[What needs to be done]:
Put all of the material below into a numbered list, one item per line, and leave out any blank lines.

[Materials provided]:
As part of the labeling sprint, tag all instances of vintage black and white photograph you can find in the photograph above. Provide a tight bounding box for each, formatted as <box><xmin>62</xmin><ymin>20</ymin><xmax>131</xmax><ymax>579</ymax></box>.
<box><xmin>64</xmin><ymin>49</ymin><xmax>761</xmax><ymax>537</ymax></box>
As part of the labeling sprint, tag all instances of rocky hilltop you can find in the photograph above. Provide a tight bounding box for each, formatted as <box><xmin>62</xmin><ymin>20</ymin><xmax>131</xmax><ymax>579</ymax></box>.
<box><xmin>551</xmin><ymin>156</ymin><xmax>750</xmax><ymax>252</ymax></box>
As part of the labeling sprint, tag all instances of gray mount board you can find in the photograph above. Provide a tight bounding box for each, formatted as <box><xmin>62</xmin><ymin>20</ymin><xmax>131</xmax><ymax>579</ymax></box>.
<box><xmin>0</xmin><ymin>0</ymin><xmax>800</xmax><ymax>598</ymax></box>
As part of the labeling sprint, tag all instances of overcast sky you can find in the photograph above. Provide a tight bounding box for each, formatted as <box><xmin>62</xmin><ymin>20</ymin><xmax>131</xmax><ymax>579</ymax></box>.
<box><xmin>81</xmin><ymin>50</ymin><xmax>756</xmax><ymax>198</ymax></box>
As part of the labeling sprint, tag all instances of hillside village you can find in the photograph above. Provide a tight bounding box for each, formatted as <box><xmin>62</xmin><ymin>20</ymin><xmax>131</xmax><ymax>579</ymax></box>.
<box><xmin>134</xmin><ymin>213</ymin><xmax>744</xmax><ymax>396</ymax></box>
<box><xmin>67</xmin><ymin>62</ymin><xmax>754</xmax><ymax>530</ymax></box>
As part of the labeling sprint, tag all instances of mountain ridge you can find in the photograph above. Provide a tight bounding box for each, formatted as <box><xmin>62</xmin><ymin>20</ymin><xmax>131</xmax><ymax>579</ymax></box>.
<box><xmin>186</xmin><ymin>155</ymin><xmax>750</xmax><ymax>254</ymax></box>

[Exercise solution]:
1. As part of the labeling sprint, tag all instances of vintage black and white photograph you can find in the photograph above. Provide a tight bounding box for each, formatted as <box><xmin>62</xmin><ymin>20</ymin><xmax>131</xmax><ymax>579</ymax></box>.
2. <box><xmin>64</xmin><ymin>49</ymin><xmax>761</xmax><ymax>537</ymax></box>
3. As part of the labeling sprint, tag all instances of rocky hilltop you can find in the photograph above. Provide a tight bounding box for each, formatted as <box><xmin>62</xmin><ymin>20</ymin><xmax>131</xmax><ymax>579</ymax></box>.
4. <box><xmin>551</xmin><ymin>156</ymin><xmax>750</xmax><ymax>252</ymax></box>
5. As part of the labeling sprint, tag all instances of gray mount board you can find in the photograph above. Provide a tight bounding box for each, formatted as <box><xmin>62</xmin><ymin>20</ymin><xmax>131</xmax><ymax>579</ymax></box>.
6. <box><xmin>0</xmin><ymin>0</ymin><xmax>800</xmax><ymax>598</ymax></box>
7. As part of the labeling sprint, tag all instances of overcast sky you can find in the photograph above. Provide a tight bounding box for each, formatted as <box><xmin>62</xmin><ymin>20</ymin><xmax>131</xmax><ymax>579</ymax></box>.
8. <box><xmin>81</xmin><ymin>50</ymin><xmax>756</xmax><ymax>198</ymax></box>
9. As part of the labeling sprint, tag all instances of hillside village you can find in the photograph above. Provide a tight bounding box for each, formatted as <box><xmin>62</xmin><ymin>20</ymin><xmax>131</xmax><ymax>579</ymax></box>.
10. <box><xmin>134</xmin><ymin>213</ymin><xmax>744</xmax><ymax>396</ymax></box>
11. <box><xmin>67</xmin><ymin>62</ymin><xmax>754</xmax><ymax>530</ymax></box>
12. As part of the labeling sprint, tag all instances of mountain ridge you can find in the photograph above. Provide a tight bounding box for each, formatted as <box><xmin>62</xmin><ymin>20</ymin><xmax>131</xmax><ymax>579</ymax></box>.
13. <box><xmin>186</xmin><ymin>155</ymin><xmax>750</xmax><ymax>254</ymax></box>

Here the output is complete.